#### Supplied passage
--- BEGIN ---

Platinum in Your Car Set to Shrink Shiny Stockpiles: CommoditiesAndre Janse van Vuuren
Shrinking platinum stockpiles, growing demand from carmakers and new uses being trotted out in the energy field are stoking producers’ expectations that prices of the metal are poised to rebound from a five-year low.
Production of the shiny metal, used for jewelry and in catalytic converters in cars, will fall short of consumption this year by about 500,000 ounces, according to a January estimate by Credit Suisse Group AG. That’s prompting industry leaders to debate how long it will take for buyers to use up reserves and start paying more for a less available product.
Platinum is “in its strongest position” in a decade, said Chris Griffith, chief executive officer of Johannesburg-based Anglo American Platinum Ltd., the industry’s largest producer. “The fundamentals are that demand is increasing.”
Griffith said he believes prices will begin trending upwards relatively soon. Meanwhile, Terence Goodlace, CEO of Impala Platinum Holdings Ltd., the second-biggest producer, sees increases further out, estimating it will be two to 2 1/2 years for excess supplies to be depleted, with prices starting to recover in the second half of next year.
“The above-ground stocks for us is still a very, very big thing,” Goodlace told reporters at a media round table.
Platinum’s lustrous appearance and durability make it popular for jewelry, while its chemical properties mean it’s well-suited for industrial applications. In southern Africa, source of more than 80 percent of mined platinum, the ore is typically produced with related metals such as palladium and rhodium, while in other regions it’s a byproduct of extracting other metals such as copper and nickel.

--- END ---

[Named object pointing entries]
--- BEGIN ---

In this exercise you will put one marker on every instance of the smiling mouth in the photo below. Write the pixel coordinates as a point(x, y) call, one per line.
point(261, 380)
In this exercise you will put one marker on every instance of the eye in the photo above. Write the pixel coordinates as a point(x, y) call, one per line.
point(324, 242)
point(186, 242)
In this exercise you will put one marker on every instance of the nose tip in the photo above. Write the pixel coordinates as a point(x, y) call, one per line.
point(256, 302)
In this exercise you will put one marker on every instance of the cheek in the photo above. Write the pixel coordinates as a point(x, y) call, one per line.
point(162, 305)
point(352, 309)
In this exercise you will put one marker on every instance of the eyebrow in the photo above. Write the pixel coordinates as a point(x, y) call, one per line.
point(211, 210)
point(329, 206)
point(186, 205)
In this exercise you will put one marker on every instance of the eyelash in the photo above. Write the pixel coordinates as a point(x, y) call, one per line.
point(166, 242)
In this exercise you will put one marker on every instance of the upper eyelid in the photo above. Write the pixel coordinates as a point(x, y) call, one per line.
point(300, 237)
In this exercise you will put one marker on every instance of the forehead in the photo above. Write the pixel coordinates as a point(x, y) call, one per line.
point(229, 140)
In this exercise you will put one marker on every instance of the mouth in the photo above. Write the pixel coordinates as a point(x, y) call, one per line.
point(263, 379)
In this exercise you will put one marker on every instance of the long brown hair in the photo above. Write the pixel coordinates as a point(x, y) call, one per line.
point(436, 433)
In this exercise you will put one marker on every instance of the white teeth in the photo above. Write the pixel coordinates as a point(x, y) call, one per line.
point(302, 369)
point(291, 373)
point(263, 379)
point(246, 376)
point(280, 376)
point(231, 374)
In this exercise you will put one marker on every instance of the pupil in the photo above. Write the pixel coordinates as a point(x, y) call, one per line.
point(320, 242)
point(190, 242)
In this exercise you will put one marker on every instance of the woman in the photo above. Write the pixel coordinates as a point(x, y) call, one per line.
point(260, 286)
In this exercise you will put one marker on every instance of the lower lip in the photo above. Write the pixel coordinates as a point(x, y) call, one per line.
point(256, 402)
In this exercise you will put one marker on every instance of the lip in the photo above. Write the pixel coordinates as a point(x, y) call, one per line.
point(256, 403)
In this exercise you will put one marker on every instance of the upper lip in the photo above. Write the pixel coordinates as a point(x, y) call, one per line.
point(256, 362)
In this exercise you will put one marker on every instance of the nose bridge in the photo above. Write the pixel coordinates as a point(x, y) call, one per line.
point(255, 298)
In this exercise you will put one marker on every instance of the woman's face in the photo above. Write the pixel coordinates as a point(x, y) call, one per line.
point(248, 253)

--- END ---

#### Given task
Reproduce everything in the platinum article from "Platinum’s lustrous appearance" down to "copper and nickel.".

#### Full response
Platinum’s lustrous appearance and durability make it popular for jewelry, while its chemical properties mean it’s well-suited for industrial applications. In southern Africa, source of more than 80 percent of mined platinum, the ore is typically produced with related metals such as palladium and rhodium, while in other regions it’s a byproduct of extracting other metals such as copper and nickel.